[Extracted data entries]
================================

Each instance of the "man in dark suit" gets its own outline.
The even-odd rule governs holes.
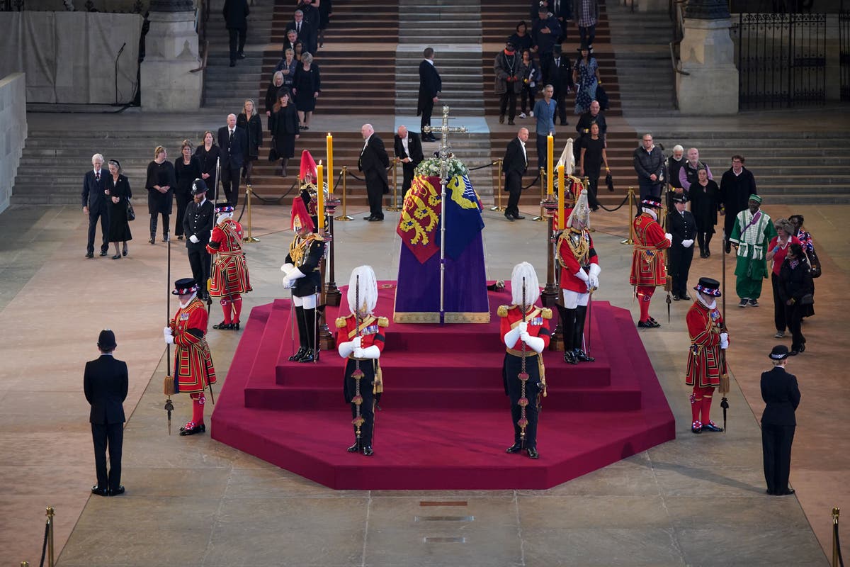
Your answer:
[[[82,178],[82,213],[88,215],[88,242],[86,244],[86,258],[94,258],[94,233],[100,220],[100,255],[109,252],[109,199],[106,193],[107,172],[103,169],[104,156],[92,156],[93,169]]]
[[[92,493],[114,496],[124,493],[121,485],[121,449],[124,440],[124,400],[128,386],[127,363],[112,356],[115,333],[109,329],[100,332],[98,349],[100,357],[86,363],[82,389],[92,409],[88,421],[92,424],[94,442],[94,468],[98,484]],[[109,448],[110,470],[106,472],[106,450]]]
[[[236,58],[245,59],[245,36],[248,31],[247,0],[224,0],[221,13],[224,16],[224,25],[230,36],[230,66],[236,66]],[[239,48],[236,39],[239,38]]]
[[[234,207],[239,202],[239,179],[248,154],[248,134],[236,126],[236,115],[227,115],[227,126],[218,128],[221,148],[221,185],[224,196]]]
[[[383,147],[383,140],[375,133],[371,124],[364,124],[360,133],[366,141],[360,158],[357,161],[357,168],[363,172],[366,179],[366,196],[369,197],[369,216],[364,217],[363,220],[377,222],[383,220],[382,201],[383,196],[389,193],[389,182],[387,180],[389,156]]]
[[[774,369],[762,373],[762,451],[764,454],[764,479],[768,494],[784,496],[794,494],[788,487],[791,468],[791,443],[796,428],[794,412],[800,405],[796,377],[785,371],[788,347],[779,344],[770,353]]]
[[[210,254],[207,243],[215,226],[215,207],[207,198],[207,184],[203,179],[192,183],[192,202],[186,207],[183,218],[183,231],[186,235],[186,252],[192,277],[198,286],[198,298],[208,298],[207,281],[210,277]]]
[[[443,90],[443,80],[434,66],[434,49],[426,48],[425,59],[419,64],[419,100],[416,102],[416,116],[422,115],[422,135],[423,142],[436,142],[439,138],[434,133],[426,133],[425,127],[431,126],[431,113],[434,105],[439,102],[439,94]]]
[[[413,172],[416,166],[425,159],[422,155],[422,143],[419,134],[408,132],[405,126],[399,127],[399,133],[395,134],[395,156],[401,160],[401,168],[405,172],[405,180],[401,184],[401,194],[407,195],[407,190],[413,182]]]
[[[519,196],[523,191],[523,175],[528,168],[529,158],[525,151],[525,142],[529,139],[528,128],[519,128],[517,137],[507,144],[507,150],[502,160],[505,172],[505,190],[510,194],[505,218],[507,220],[521,220],[525,217],[519,214]]]
[[[696,219],[685,210],[688,197],[673,197],[676,208],[667,213],[667,230],[673,236],[670,243],[670,276],[673,280],[673,301],[690,299],[688,295],[688,274],[694,260],[694,239],[696,238]]]

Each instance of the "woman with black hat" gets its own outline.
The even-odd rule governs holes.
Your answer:
[[[762,400],[766,404],[762,414],[762,452],[764,456],[764,479],[768,494],[784,496],[794,494],[788,487],[791,467],[791,443],[800,405],[796,377],[785,371],[788,347],[778,344],[768,355],[773,370],[762,373]]]

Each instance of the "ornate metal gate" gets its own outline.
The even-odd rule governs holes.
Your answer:
[[[822,105],[826,100],[826,14],[740,14],[741,110]]]

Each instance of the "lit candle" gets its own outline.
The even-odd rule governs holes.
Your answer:
[[[552,176],[552,162],[555,159],[555,139],[552,134],[546,138],[546,192],[552,197],[554,179]]]
[[[319,230],[321,231],[325,228],[325,186],[322,183],[325,177],[325,166],[321,164],[321,162],[319,162],[319,167],[316,167],[316,175],[319,177],[316,183],[316,201],[319,206]]]
[[[558,164],[558,229],[564,230],[564,164]]]
[[[327,192],[333,194],[333,136],[327,133]]]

================================

◆ **What to produce**
Set the pictures aside and transcribe the data above exactly.

◆ **Response below**
Each instance of the "man in dark suit" gets its own outline.
The even-odd rule governs holes.
Your answer:
[[[82,178],[82,213],[88,215],[88,242],[86,244],[86,258],[94,258],[94,233],[100,220],[100,255],[109,252],[109,199],[106,193],[107,172],[103,169],[104,156],[92,156],[93,169]]]
[[[92,493],[114,496],[124,493],[121,485],[121,449],[124,440],[124,400],[128,386],[127,363],[112,356],[115,333],[109,329],[100,332],[98,349],[100,357],[86,363],[82,389],[92,409],[88,421],[92,424],[94,442],[94,468],[98,484]],[[109,448],[110,470],[106,472],[106,450]]]
[[[236,58],[245,59],[245,36],[248,31],[247,0],[224,0],[221,13],[224,16],[224,25],[230,36],[230,66],[236,66]],[[239,48],[236,39],[239,38]]]
[[[234,207],[239,202],[239,179],[248,154],[248,134],[236,126],[236,115],[227,115],[227,126],[218,128],[221,148],[221,185],[224,196]]]
[[[383,147],[383,140],[375,133],[371,124],[364,124],[360,133],[366,141],[360,158],[357,161],[357,168],[363,172],[366,179],[366,196],[369,197],[369,216],[364,217],[363,220],[377,222],[383,220],[382,201],[383,196],[389,193],[389,182],[387,180],[389,156]]]
[[[774,369],[762,373],[762,451],[764,454],[764,479],[768,494],[784,496],[794,494],[788,487],[791,468],[791,443],[796,428],[794,412],[800,405],[796,377],[785,371],[788,347],[779,344],[770,353]]]
[[[210,254],[207,243],[215,226],[215,207],[207,198],[207,184],[203,179],[192,183],[192,202],[186,207],[183,218],[183,231],[186,235],[186,252],[192,277],[198,286],[198,298],[208,298],[207,281],[210,277]]]
[[[443,90],[443,80],[434,66],[434,49],[426,48],[425,59],[419,64],[419,100],[416,102],[416,116],[422,115],[422,135],[423,142],[436,142],[439,138],[434,133],[426,133],[425,127],[431,126],[431,113],[434,105],[439,102],[439,94]]]
[[[413,172],[416,166],[425,159],[422,155],[422,143],[419,134],[408,132],[405,126],[399,127],[399,133],[395,134],[395,156],[401,160],[401,168],[405,172],[405,180],[401,184],[401,194],[407,195],[407,190],[413,182]]]
[[[519,196],[523,191],[523,175],[528,168],[529,158],[525,151],[525,142],[529,139],[528,128],[519,128],[517,137],[507,144],[507,150],[502,160],[505,172],[505,190],[510,194],[505,218],[507,220],[521,220],[525,217],[519,214]]]
[[[696,219],[685,210],[688,197],[673,197],[676,208],[667,213],[667,230],[673,236],[670,243],[670,276],[673,280],[673,301],[690,299],[688,295],[688,274],[694,260],[694,239],[696,238]]]

Each instance of the "woman with black hat" gets its own outline.
The even-odd rule governs holes.
Your answer:
[[[762,400],[766,404],[762,414],[762,452],[764,456],[764,479],[768,494],[784,496],[794,494],[788,487],[791,467],[791,443],[800,405],[796,377],[785,371],[788,347],[778,344],[768,355],[773,370],[762,373]]]

Each instance of the "ornate metal gate" gets its own outline.
The even-odd rule governs holes.
Your answer:
[[[822,105],[826,100],[826,14],[740,14],[741,110]]]

Each instance of the "lit candle" gets its own outline.
The even-odd rule governs holes.
Your answer:
[[[552,176],[552,162],[555,159],[555,139],[552,134],[546,138],[546,192],[552,197],[554,179]]]
[[[319,230],[321,231],[325,228],[325,186],[322,183],[325,177],[325,166],[321,164],[321,162],[319,162],[319,167],[316,167],[316,175],[319,177],[316,183],[316,201],[319,206]]]
[[[558,164],[558,229],[564,230],[564,164]]]
[[[327,192],[333,194],[333,136],[327,133]]]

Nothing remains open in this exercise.